◆ 待完成任务:
a) 依据阅读文本，逐一回答下列问题：
(i) 文中所列的 random score 函数起何作用？
(ii) 三篇示例文档中，votes 值为 1000000 的是哪一篇？
(iii) 第二个搜索请求中，modifier 被设为何值？
b) 判断下列陈述是否与阅读文本相符，并引用文中起决定作用的原句作答：
(i) function score query 可在查询结束后对每一个匹配的文档重新算分。
(ii) weight 函数为每一个文档设置的权重会经过规范化。
(iii) 使用衰减函数时，字段值距离某个值越近，得分越低。
c) 请写出阅读文本（关于 function score query 的讲解）在末尾之后的后续内容。

◆ 阅读文本:
◇ ◇ ◇

【elasticsearch】20、function score query&term&&phrase suggester&自动补全及上下文提示

综合排序:function score query优化算分

算分和排序

  • elasticsearch默认会议文档的相关度算分进行排序
  • 可以通过制定一个或者多个字段进行排序
  • 使用县官渡算分(_score)排序,不能满足某些特定条件
    • 无法针对相关度,堆排序实现更多的控制

function score query

  • function score query
    • 可以在查询结束后,对每一个匹配的文档进行一系列的重新算分,根据新生成的分数进行排序
  • 提供了几种默认的计算分值的函数
    • weight:为每一个文档设置一个简单而不被规范化的权重
    • field value factor:使用该数值来修改_score,例如将“热度”和“点赞数”作为算分的参考因素
    • random score:为每一个用户使用一个不同的,随机算分的结果
    • 衰减函数:以某个字段的值为标准,距离某个值越近,得分越高
    • script score:自定义脚本完全控制所需逻辑
DELETE blogs
PUT /blogs/_doc/1
{
  "title":   "About popularity",
  "content": "In this post we will talk about...",
  "votes":   0
}

PUT /blogs/_doc/2
{
  "title":   "About popularity",
  "content": "In this post we will talk about...",
  "votes":   100
}

PUT /blogs/_doc/3
{
  "title":   "About popularity",
  "content": "In this post we will talk about...",
  "votes":   1000000
}


POST /blogs/_search
{
  "query": {
    "function_score": {
      "query": {
        "multi_match": {
          "query":    "popularity",
          "fields": [ "title", "content" ]
        }
      },
      "field_value_factor": {
        "field": "votes"
      }
    }
  }
}

POST /blogs/_search
{
  "query": {
    "function_score": {
      "query": {
        "multi_match": {
          "query":    "popularity",
          "fields": [ "title", "content" ]
        }
      },
      "field_value_factor": {
        "field": "votes",
        "modifier": "log1p"

◇ ◇ ◇

◆ 数据源记录:
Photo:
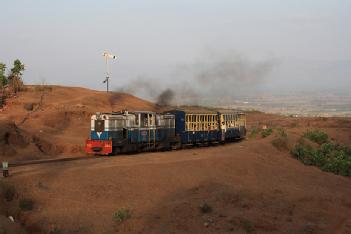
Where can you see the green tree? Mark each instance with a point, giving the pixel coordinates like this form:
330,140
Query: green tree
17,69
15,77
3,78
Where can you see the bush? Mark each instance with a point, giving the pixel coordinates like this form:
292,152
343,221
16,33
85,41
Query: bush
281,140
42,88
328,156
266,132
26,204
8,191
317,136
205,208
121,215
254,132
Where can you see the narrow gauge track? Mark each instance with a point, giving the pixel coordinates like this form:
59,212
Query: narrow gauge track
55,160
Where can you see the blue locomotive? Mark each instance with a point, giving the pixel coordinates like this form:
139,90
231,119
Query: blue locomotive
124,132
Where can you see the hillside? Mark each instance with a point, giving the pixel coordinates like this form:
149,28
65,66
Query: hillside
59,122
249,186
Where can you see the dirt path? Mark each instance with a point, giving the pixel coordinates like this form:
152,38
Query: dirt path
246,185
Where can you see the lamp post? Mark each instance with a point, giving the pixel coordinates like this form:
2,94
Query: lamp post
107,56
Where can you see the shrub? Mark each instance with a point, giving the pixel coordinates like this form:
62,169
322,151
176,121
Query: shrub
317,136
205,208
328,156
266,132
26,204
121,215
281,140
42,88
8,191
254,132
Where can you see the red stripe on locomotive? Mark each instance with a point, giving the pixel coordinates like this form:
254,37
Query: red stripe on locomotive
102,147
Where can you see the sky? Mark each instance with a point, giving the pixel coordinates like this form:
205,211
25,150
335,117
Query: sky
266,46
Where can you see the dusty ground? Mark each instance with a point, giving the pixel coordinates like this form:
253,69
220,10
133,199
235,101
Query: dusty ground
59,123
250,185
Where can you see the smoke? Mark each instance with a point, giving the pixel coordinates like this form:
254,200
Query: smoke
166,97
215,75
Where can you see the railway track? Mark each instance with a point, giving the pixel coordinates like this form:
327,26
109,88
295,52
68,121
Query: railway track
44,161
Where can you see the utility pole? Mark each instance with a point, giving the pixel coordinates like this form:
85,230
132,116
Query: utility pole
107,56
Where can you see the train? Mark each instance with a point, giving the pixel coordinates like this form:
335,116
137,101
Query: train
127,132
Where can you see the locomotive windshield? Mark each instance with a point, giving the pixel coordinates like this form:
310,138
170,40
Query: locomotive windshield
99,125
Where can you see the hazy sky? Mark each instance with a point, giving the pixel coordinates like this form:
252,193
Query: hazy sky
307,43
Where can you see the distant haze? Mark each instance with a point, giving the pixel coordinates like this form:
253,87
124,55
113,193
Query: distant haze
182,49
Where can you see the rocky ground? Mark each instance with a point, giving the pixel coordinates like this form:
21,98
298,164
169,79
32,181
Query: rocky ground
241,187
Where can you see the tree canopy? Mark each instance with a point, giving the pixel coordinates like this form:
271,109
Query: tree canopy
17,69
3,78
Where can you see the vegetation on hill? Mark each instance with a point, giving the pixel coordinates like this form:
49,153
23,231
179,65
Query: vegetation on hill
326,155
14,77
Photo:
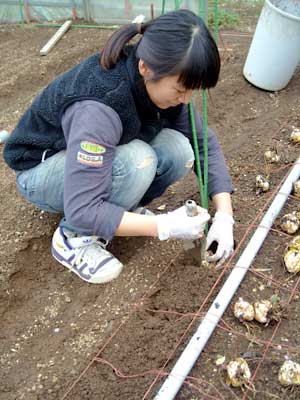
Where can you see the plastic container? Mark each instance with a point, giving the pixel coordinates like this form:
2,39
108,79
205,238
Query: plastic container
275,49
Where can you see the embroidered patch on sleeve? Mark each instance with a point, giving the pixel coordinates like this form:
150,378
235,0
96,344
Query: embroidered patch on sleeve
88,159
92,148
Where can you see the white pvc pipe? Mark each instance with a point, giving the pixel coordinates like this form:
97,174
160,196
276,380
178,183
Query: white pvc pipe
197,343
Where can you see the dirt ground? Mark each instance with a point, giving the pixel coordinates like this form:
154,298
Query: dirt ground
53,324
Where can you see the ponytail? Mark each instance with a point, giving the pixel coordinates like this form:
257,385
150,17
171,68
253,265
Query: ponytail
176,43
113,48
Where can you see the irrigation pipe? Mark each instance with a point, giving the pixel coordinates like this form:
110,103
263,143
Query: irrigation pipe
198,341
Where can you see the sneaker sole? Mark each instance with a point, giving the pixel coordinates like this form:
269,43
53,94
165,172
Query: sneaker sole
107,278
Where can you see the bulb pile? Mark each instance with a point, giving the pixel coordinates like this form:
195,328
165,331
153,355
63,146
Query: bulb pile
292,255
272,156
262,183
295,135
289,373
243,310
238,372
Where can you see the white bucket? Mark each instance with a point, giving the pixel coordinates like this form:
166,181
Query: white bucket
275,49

◇ ◇ ◇

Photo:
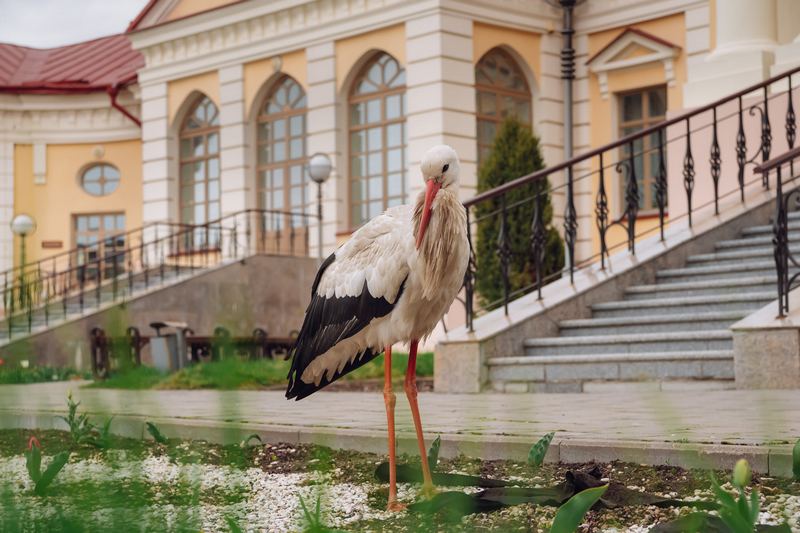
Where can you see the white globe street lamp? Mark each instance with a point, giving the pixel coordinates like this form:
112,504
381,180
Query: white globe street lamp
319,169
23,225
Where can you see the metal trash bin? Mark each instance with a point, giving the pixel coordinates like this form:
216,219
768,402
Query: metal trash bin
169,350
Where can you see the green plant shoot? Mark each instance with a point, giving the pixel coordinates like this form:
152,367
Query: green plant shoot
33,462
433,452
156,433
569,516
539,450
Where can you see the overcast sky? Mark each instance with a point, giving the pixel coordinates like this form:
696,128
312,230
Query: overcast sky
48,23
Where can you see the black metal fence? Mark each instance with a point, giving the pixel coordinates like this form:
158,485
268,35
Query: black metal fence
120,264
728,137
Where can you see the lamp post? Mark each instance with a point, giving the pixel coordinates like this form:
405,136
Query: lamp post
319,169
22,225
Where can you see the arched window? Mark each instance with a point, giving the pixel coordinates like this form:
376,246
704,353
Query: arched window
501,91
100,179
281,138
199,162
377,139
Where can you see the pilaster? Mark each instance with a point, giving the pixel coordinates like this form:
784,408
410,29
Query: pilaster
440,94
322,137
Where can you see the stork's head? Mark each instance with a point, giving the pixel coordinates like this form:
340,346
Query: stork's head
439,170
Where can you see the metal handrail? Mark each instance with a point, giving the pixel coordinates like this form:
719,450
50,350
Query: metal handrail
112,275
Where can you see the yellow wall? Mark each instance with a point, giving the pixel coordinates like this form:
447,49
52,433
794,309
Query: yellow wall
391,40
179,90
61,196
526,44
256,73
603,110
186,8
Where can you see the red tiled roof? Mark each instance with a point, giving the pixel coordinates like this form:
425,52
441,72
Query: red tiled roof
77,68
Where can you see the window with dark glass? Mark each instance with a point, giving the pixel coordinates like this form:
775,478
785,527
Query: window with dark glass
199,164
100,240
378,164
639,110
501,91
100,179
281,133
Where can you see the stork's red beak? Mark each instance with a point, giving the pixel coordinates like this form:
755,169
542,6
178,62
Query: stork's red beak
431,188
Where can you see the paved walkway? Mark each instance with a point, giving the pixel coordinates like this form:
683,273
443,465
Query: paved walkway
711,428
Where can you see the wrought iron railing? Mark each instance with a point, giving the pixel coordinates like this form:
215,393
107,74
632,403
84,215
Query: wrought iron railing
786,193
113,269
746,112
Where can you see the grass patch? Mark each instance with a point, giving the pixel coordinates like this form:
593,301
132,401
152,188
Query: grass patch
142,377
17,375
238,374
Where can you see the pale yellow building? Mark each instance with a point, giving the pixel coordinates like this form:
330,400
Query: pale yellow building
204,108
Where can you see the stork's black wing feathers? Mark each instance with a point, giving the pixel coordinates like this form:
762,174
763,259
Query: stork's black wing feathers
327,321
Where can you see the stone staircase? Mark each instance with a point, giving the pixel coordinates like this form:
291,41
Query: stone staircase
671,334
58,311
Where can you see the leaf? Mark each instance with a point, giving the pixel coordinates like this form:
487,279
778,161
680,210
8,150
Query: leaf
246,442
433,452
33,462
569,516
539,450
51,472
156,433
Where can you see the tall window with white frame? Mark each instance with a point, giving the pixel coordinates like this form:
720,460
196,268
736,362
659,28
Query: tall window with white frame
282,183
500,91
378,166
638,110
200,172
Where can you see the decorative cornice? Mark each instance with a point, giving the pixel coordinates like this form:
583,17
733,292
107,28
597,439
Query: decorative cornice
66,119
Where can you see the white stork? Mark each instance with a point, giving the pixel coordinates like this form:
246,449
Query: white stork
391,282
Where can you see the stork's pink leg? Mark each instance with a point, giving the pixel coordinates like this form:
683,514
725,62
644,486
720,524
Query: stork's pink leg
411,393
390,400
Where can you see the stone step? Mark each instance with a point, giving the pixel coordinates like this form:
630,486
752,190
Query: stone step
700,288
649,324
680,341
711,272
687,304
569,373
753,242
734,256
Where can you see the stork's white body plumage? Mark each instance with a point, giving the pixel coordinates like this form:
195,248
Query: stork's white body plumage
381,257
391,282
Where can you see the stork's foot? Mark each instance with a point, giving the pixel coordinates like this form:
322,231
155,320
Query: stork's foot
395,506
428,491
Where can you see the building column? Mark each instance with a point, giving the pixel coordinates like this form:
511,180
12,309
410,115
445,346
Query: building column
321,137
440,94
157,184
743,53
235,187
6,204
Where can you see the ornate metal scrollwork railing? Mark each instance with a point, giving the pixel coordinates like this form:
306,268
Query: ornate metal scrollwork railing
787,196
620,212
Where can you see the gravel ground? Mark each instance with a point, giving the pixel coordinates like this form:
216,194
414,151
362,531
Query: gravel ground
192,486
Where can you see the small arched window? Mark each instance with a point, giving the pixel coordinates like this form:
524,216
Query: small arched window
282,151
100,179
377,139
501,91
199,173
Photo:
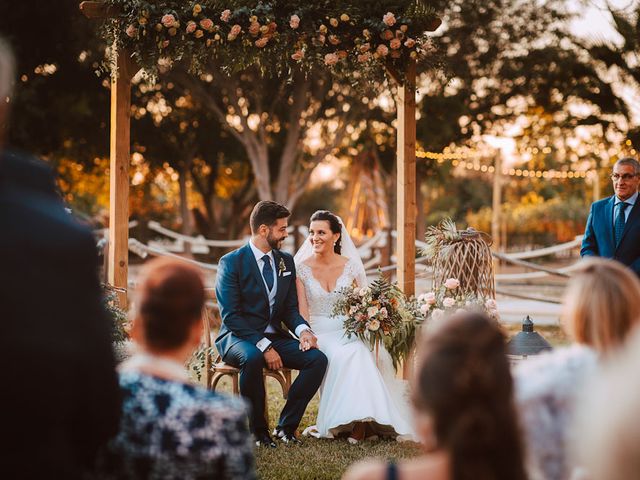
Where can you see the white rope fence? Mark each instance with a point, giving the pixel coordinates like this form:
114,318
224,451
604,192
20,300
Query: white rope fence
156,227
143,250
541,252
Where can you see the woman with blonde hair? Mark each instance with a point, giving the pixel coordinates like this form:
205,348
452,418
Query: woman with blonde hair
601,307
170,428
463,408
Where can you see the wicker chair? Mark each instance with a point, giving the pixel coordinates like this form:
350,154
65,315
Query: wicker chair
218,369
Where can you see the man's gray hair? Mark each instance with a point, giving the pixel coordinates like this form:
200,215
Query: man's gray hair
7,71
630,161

◇ ◇ ◇

◆ 练习答案:
a)
(i) 为每一个用户使用一个不同的、随机算分的结果。
(ii) PUT /blogs/_doc/3 所写入的文档。
(iii) log1p。

b)
(i) 是。"可以在查询结束后,对每一个匹配的文档进行一系列的重新算分,根据新生成的分数进行排序"
(ii) 否。"为每一个文档设置一个简单而不被规范化的权重"
(iii) 否。"距离某个值越近,得分越高"

c)
      }
    }
  }
}


POST /blogs/_search
{
  "query": {
    "function_score": {
      "query": {
        "multi_match": {
          "query":    "popularity",
          "fields": [ "title", "content" ]
        }
      },
      "field_value_factor": {
        "field": "votes",
        "modifier": "log1p" ,
        "factor": 0.1
      }
    }
  }
}


POST /blogs/_search
{
  "query": {
    "function_score": {
      "query": {
        "multi_match": {
          "query":    "popularity",
          "fields": [ "title", "content" ]
        }
      },
      "field_value_factor": {
        "field": "votes",
        "modifier": "log1p" ,
        "factor": 0.1
      },
      "boost_mode": "sum",
      "max_boost": 3
    }
  }
}

POST /blogs/_search
{
  "query": {
    "function_score": {
      "random_score": {
        "seed": 911119
      }
    }
  }
}

term&phrase suggester

什么是搜索建议

  • 现代搜索引擎,一般会提供suggest as you type的功能
  • 帮助用户在输入搜索的过程中,进行自动补全或者纠错。通过协助用户输入更加精准的关键词,提高后续搜索阶段文档匹配的程度
  • 在google上搜索,一开始会自动补全,当输入到一定长度,如因为单词拼写错误无法补全,就会开始提示相似的词或者句子

elasticsearch suggester api

  • 搜索引擎中类似的功能,在elasticsearch中是通过suggester api实现的
  • 原理:将输入的文本分解为token,然后再索引的字典里查找相似的term并返回
  • 根据不同的使用场景,elasticsearch设计了4种类别的suggesters
    • term&suggester
    • complete&context suggester

term suggester

  • suggester是一种特殊类型的搜索。“text”里是条用的时候提供的文本,通常来自于用户界面上用户输入的内容
  • 用户输入的“lucen”是一个错误的拼写
  • 会到指定的“body”上搜索,当无法搜索到结果时,建议返回的值


    image.png

term suggester - missing mode

  • 搜索“lucen rock”
    • 每个建议都包含了一个算分,相似性是通过levenshtein edit distance的算法实现的。核心思想就是一个词改动多少个字符就可以和灵台一个词一致。提供了很多可选参数来控制相似性的模糊程度。例如“max_edits”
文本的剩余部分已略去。